• **Required work**: Extract each line below that contains the string "hand", treating uppercase and lowercase letters as distinct.

+++ Dataset rows

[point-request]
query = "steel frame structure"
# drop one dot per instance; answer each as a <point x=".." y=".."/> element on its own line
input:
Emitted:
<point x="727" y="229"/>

++++++
+++ Dataset rows

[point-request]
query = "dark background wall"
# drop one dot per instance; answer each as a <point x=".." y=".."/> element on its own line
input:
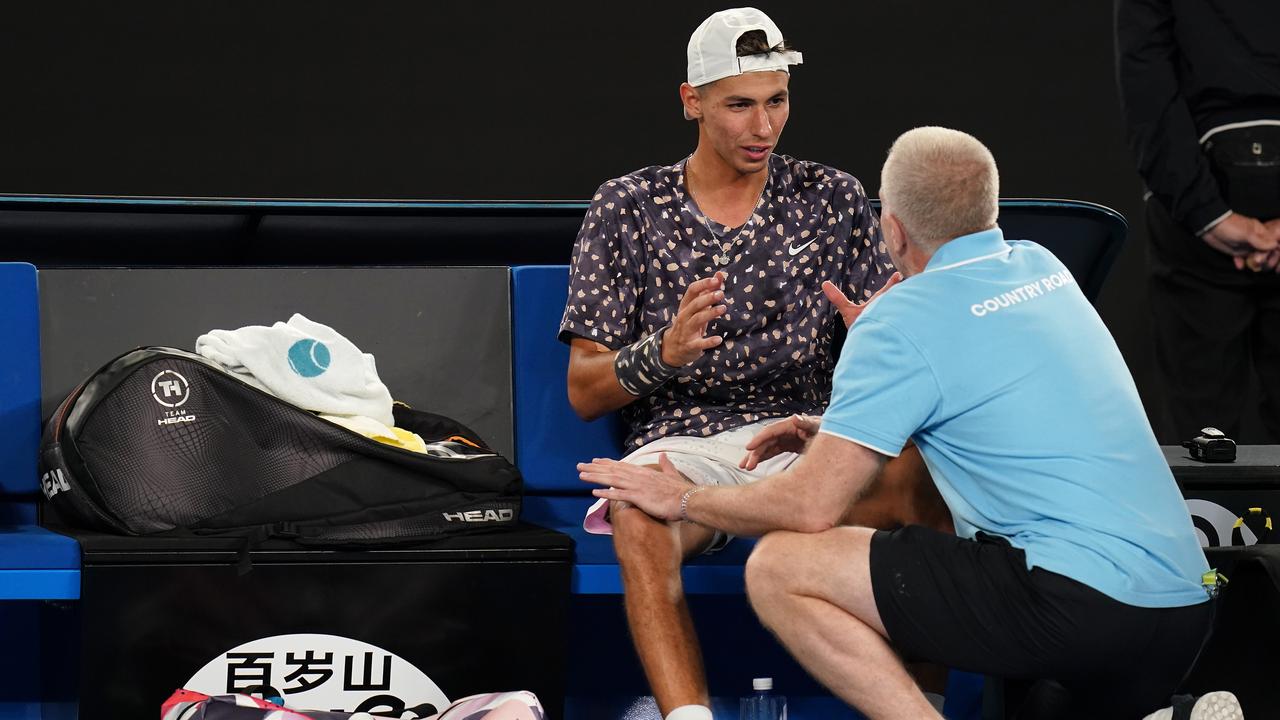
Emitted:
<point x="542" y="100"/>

++++++
+++ Dataset rows

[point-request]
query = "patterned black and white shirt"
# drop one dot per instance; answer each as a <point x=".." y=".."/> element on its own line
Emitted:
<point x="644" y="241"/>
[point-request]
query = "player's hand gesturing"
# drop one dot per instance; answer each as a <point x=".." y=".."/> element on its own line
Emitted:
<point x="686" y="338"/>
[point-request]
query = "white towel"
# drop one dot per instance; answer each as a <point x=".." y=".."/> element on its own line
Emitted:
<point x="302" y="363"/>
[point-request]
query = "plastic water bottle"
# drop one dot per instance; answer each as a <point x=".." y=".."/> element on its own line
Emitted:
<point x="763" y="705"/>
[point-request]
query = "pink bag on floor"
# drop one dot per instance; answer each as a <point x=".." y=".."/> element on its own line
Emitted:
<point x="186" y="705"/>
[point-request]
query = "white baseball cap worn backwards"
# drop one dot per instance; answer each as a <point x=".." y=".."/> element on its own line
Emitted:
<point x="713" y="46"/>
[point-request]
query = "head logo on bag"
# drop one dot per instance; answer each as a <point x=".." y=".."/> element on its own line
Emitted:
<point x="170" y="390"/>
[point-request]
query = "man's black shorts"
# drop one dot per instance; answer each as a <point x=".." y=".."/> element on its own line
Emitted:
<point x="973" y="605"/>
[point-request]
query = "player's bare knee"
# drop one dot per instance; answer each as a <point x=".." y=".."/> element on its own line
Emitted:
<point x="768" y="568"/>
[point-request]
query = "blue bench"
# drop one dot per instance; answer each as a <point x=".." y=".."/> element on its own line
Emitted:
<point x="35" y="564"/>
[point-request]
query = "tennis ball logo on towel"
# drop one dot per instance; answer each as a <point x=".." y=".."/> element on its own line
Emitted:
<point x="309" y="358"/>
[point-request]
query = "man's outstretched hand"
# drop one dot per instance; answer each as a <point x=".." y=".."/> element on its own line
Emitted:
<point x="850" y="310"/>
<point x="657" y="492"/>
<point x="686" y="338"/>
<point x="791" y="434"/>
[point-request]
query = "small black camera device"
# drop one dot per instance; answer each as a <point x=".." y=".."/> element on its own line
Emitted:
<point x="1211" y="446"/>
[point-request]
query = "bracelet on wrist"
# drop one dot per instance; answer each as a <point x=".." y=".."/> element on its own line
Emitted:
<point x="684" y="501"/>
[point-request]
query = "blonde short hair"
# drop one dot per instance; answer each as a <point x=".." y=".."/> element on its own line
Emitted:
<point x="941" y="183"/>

++++++

• **Reply to the task**:
query = "player's hand gesturing"
query = "man's outstretched hand"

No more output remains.